One of the other things I know that you’re facing is the general problems of turnover and attrition. What are you trying to do to address staffing challenges in St. Lawrence County?
We’ve got a plethora of reasons why staff leave, especially when we’re talking about Child Protective Services in foster care and prevention — it’s a tough career path. If you’re down staff like we are, you’re probably not going to get the hands-on, long-term training you really need, because there’s no way to do it. We try to do it, but it’s obviously not as effective as we’d like to be. So we’re thinking about developing teams to help new staffers feel less alone and get more constant support. We even talk about maybe developing teams that specialize in domestic violence or drug addiction.
If you look at the numbers of Child Protective reports over the last 12 months, do you see a noticeable dip or slowdown after the pandemic began?
***
* Exercise set *
**a)** In the interview excerpt, what kinds of specialized teams are mentioned as a possibility?
**b)** Rewrite everything in the interview excerpt from "One of the other" down to "St. Lawrence County?", putting "burnout" in place of "turnover".

* Source material *
***
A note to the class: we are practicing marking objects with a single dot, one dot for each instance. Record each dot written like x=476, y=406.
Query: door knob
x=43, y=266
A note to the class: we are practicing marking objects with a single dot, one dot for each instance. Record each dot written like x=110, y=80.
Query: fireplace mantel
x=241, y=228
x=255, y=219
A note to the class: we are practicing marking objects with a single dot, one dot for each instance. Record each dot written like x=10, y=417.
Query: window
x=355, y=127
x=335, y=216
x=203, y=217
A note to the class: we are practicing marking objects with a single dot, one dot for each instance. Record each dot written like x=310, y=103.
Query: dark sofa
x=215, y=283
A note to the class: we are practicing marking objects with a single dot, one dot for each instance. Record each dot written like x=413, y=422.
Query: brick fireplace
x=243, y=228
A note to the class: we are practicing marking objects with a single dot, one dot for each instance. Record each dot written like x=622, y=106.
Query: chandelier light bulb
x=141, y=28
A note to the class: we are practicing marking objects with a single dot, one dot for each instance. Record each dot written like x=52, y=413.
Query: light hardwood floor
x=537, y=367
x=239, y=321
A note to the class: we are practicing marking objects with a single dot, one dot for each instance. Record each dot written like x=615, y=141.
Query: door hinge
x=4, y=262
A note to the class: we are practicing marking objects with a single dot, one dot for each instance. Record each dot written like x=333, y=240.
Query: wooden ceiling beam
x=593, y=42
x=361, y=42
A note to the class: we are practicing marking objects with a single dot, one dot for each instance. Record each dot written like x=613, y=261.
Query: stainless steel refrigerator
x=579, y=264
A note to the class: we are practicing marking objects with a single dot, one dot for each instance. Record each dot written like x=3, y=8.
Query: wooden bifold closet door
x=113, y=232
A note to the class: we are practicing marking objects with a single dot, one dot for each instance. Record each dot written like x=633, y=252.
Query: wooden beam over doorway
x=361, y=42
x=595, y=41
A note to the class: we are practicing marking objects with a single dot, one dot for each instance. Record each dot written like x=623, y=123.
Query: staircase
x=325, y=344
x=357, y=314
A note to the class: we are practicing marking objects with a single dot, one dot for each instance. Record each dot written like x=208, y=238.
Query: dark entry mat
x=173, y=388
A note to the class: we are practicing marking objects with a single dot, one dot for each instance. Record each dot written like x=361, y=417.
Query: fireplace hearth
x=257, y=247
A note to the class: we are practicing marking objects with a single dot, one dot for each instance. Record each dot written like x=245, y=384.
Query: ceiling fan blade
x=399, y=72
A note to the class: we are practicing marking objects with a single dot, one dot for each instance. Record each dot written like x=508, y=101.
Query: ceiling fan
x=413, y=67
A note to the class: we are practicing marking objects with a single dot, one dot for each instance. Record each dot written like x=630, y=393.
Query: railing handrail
***
* Responses *
**a)** Teams that specialize in domestic violence or drug addiction.

**b)**
One of the other things I know that you’re facing is the general problems of burnout and attrition. What are you trying to do to address staffing challenges in St. Lawrence County?